▶ **TEXTAUSZUG**
——
Eine Gruppe ist vorwiegend in der Finanzbranche tätig, wenn der Anteil der Bilanzsumme der beaufsichtigten und unbeaufsichtigten Finanzunternehmen dieser Gruppe an der Bilanzsumme der Gruppe insgesamt mehr als 40 Prozent beträgt.


§ 8 Erheblichkeit von konsolidierten oder aggregierten Tätigkeiten



(1) Die branchenübergreifenden Tätigkeiten von Unternehmen der Gruppe oder Untergruppe sind als erheblich anzusehen, wenn

1.
für jede Branche der durchschnittliche Anteil der Bilanzsumme dieser Branche an der Bilanzsumme der Finanzunternehmen der Gruppe und der Anteil der Solvabilitätsanforderungen derselben Branche an der Gesamtsolvabilitätsanforderung der Finanzunternehmen der Gruppe mehr als 10 Prozent betragen oder

2.
die Bilanzsumme der in der Gruppe am schwächsten vertretenen Branche 6 Milliarden Euro übersteigt.

(2) Als die am schwächsten vertretene Branche in einem Finanzkonglomerat gilt diejenige mit dem geringsten durchschnittlichen Anteil und als die am stärksten vertretene Branche diejenige mit dem höchsten durchschnittlichen Anteil.

(3) 1Bei der Berechnung des durchschnittlichen Anteils und der Ermittlung der im Finanzkonglomerat am schwächsten und am stärksten vertretenen Branche werden die Banken- und die Wertpapierdienstleistungsbranche gemeinsam berücksichtigt. 2Verwaltungsgesellschaften im Sinne des § 1 Absatz 14 des Kapitalanlagegesetzbuchs werden innerhalb der Gruppe der Finanzbranche zugerechnet, der sie angehören. 3Gehören sie nicht ausschließlich einer Branche innerhalb der Gruppe an, werden sie der kleinsten Branche zugerechnet.
——
▶ **INHALT DER EINTRÄGE**
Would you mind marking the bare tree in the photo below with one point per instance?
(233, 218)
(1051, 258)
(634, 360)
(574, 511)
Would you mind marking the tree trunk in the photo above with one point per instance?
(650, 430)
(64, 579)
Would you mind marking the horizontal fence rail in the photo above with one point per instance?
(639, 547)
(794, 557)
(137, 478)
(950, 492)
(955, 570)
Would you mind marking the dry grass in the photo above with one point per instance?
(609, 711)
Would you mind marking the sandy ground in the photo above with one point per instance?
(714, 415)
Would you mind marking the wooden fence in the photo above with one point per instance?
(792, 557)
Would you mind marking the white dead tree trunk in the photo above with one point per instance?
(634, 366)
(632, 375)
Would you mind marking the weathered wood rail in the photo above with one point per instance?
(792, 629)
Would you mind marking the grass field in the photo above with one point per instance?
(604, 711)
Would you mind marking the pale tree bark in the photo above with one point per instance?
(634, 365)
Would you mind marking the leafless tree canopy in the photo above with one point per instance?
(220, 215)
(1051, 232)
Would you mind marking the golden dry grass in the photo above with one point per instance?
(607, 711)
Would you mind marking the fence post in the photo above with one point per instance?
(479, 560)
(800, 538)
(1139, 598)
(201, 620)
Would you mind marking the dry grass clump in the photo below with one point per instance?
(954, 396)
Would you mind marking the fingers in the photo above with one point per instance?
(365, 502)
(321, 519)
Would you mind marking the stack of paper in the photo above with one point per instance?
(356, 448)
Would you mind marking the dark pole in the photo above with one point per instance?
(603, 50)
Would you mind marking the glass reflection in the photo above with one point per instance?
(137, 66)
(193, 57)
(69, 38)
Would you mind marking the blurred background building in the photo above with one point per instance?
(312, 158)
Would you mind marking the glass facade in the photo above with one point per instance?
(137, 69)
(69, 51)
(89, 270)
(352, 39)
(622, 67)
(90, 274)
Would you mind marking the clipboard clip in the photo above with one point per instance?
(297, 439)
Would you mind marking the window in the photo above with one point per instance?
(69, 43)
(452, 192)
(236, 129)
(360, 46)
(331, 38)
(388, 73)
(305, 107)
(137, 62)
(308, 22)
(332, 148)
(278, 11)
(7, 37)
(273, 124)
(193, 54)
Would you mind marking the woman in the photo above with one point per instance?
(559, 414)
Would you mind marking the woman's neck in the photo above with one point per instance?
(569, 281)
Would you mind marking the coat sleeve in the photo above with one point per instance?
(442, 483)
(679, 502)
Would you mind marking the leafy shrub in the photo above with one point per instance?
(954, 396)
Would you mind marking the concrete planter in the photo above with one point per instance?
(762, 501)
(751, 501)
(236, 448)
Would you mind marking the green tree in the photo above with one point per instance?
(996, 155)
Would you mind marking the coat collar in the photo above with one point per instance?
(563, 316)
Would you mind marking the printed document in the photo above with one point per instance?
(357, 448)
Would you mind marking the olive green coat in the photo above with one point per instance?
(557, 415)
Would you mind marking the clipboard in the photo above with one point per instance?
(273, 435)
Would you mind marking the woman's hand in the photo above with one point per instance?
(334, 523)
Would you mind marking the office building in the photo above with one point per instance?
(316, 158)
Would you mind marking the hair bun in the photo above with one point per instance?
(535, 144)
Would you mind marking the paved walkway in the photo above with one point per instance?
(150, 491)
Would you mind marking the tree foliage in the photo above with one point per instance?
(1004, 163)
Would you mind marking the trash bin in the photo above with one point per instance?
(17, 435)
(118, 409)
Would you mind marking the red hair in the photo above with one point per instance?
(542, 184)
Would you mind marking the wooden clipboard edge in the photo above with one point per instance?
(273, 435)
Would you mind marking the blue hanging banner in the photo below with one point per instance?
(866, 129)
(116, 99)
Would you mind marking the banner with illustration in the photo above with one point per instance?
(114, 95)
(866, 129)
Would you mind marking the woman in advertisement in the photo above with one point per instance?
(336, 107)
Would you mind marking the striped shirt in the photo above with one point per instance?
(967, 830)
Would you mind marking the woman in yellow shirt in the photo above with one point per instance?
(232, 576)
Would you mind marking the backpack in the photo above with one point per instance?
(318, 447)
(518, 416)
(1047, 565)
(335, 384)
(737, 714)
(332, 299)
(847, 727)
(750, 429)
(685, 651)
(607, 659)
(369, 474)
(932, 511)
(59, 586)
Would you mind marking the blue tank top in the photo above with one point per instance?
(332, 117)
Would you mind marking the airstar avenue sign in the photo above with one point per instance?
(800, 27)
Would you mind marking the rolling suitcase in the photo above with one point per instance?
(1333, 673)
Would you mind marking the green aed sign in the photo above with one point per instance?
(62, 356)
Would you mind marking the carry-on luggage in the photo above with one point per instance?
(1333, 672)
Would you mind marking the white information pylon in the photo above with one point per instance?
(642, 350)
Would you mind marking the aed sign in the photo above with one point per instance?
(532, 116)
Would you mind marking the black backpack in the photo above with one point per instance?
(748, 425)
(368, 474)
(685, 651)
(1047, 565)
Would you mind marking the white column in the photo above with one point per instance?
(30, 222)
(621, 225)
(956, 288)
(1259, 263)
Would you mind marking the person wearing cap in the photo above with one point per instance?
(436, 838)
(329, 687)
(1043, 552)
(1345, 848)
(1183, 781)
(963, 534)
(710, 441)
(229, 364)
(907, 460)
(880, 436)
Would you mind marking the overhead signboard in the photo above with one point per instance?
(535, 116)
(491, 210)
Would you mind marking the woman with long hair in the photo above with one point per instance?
——
▶ **AUFGABENSTELLUNG 1**
Fasse den Textauszug über Finanzkonglomerate in zwei Sätzen zusammen.
▶ **AUFGABENSTELLUNG 2**
Schreibe eine Fortsetzung des Textauszugs über Finanzkonglomerate, die an seinen letzten Satz anschließt.

▶ **ANTWORT 1**
Eine Gruppe ist vorwiegend in der Finanzbranche tätig, wenn ihre Finanzunternehmen mehr als 40 Prozent der gesamten Bilanzsumme ausmachen, und ihre branchenübergreifenden Tätigkeiten gelten als erheblich, wenn für jede Branche der Anteil an der Bilanzsumme und an der Solvabilitätsanforderung der Finanzunternehmen mehr als 10 Prozent beträgt oder die am schwächsten vertretene Branche eine Bilanzsumme von über 6 Milliarden Euro hat. Bei diesen Berechnungen werden die Banken- und die Wertpapierdienstleistungsbranche gemeinsam berücksichtigt, und Verwaltungsgesellschaften werden ihrer Branche oder, wenn sie nicht ausschließlich einer Branche angehören, der kleinsten Branche zugerechnet.

▶ **ANTWORT 2**
§ 9 Berechnung der Zugehörigkeit zur Finanzbranche und der Erheblichkeit von konsolidierten oder aggregierten Tätigkeiten



(1) 1Bei den Berechnungen nach den §§ 7 und 8 kann die Bundesanstalt vorbehaltlich der Sätze 2 und 3 im Einzelfall ein konglomeratsangehöriges Unternehmen unberücksichtigt lassen, wenn und solange

1.
sich das Unternehmen in einem Drittstaat befindet, in dem Hindernisse der Übermittlung der notwendigen Informationen entgegenstehen;

2.
das Unternehmen im Hinblick auf die Ziele der zusätzlichen Aufsicht auf Konglomeratsebene von untergeordneter Bedeutung ist;

3.
die Einbeziehung des Unternehmens im Hinblick auf die Ziele der zusätzlichen Beaufsichtigung ungeeignet oder irreführend wäre.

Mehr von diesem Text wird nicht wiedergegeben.